Le design génératif : La machine à invention
Le design génératif, qu’est ce que c’est ?
Le design génératif est une méthode de conception faisant appel à des suites d’opérations aléatoires ou procédurales (souvent assistées par un algorithme) afin d’obtenir un résultat difficilement atteignable par des méthodes de compréhension, d’imagination et de travail humain conventionnel.
Un peu d’histoire…
Très peu d’éléments permettent de définir la date d’apparition du design génératif, cependant, la première trace de l’utilisation d’une telle méthode semble remonter à l’année 1871. En effet, Edouard Gand, technicien et ingénieur du textile de Amiens utilisera en cette année son métier à tisser pour créer un système capable d’improviser des motifs grâce à quelques modification sur ce dernier.
Mais à quel besoin le design génératif répond ? Dans quel contexte est-t-il né ?
C’est par la volonté d’artistes d’avoir la certitude d’obtenir un résultat final différent de celui auxquels ils seraient arrivé par eux même. Cette certitude leur permet d’explorer de nouvelles possibilités, et ce, sans la limite de l’imagination humaine.
Voilà à quoi répond le design génératif : “Est ce qu’il est possible pour l’humain d’imaginer un moteur d’imagination plus performant, plus imprévisible, plus innovant ?” D’aucun dirait que le design génératif est ce qui se fait de plus proche de la “machine-artiste”, nous dirons qu’il s’agit du meilleur moyen pour un concepteur d’automatiser ses créations et s’assurer du meilleur rendu dans quelques domaines que ce soit.Exemple 3 — Pierre Hubin
Ancien étudiant en 3e graphisme. Voici un exemple innovant de conception de couverture et logo pour le magazine “Néon” générés aléatoirement en fonction du contenu.

━━━━

> **Travail à faire**:
1 > Recopiez mot pour mot le passage du texte sur le design génératif qui commence à "Le design génératif est une" et se termine à "est-t-il né ?".
2 > Poursuivez le texte sur le design génératif après sa dernière phrase.

> **Extrait de données**:
━━━━

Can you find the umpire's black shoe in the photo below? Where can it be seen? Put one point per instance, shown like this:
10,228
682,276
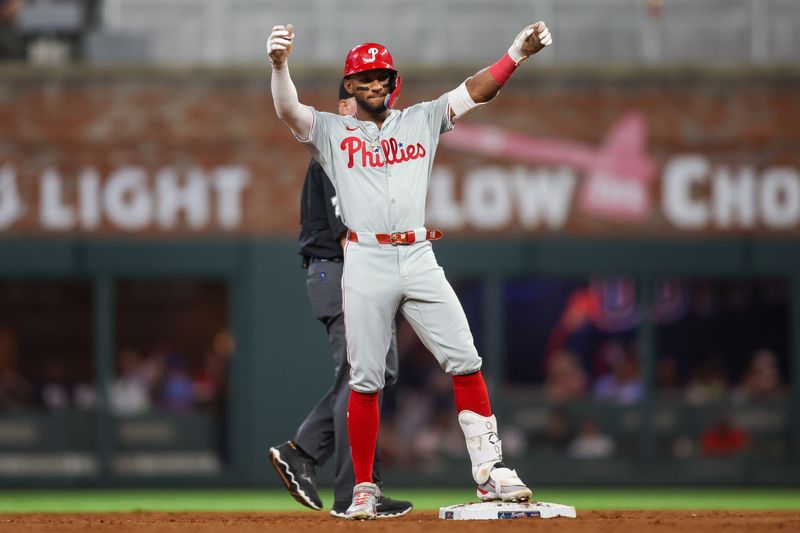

━━━━

> **Réponses attendues**:
1 >
Le design génératif est une méthode de conception faisant appel à des suites d’opérations aléatoires ou procédurales (souvent assistées par un algorithme) afin d’obtenir un résultat difficilement atteignable par des méthodes de compréhension, d’imagination et de travail humain conventionnel.
Un peu d’histoire…
Très peu d’éléments permettent de définir la date d’apparition du design génératif, cependant, la première trace de l’utilisation d’une telle méthode semble remonter à l’année 1871. En effet, Edouard Gand, technicien et ingénieur du textile de Amiens utilisera en cette année son métier à tisser pour créer un système capable d’improviser des motifs grâce à quelques modification sur ce dernier.
Mais à quel besoin le design génératif répond ? Dans quel contexte est-t-il né ?

2 >
Les 5 grands domaines du Design Génératif
Un nouveau terrain de jeu pour les graphistes
Le design graphique ne se défini pas essentiellement par la recherche du beau, il se doit d’être fonctionnel et tourné vers l’humain. Cependant il est possible de contrôler certaines des variables pour proposer des visuels fort de sens en y incorporant une dimension aléatoire.
Exemple 1 — Karsten Schmidt
Karsten Schmidt ou Toxi est un programmeur et designer. Il a réalisé des couvertures de livres générées automatiquement avec de multiples variations. Chaque couverture générée est donc unique et chaque lecteur aura donc sa propre version.
Exemple 2 — Susanne Stahl
“See before reading”, est un concept crée par Susanne Stahl et André Gottschalk qui utilise le design génératif afin de concevoir des couvertures de livres. Ce projet est composé de 3 niveaux de lecture avec un premier niveau visuel indiquant le genre, le second incarne l’atmosphère et le troisième informe de la structure narrative. Il est alors très simple pour un lecteur de trouver ce qu’il recherche en fonction de ses goûts.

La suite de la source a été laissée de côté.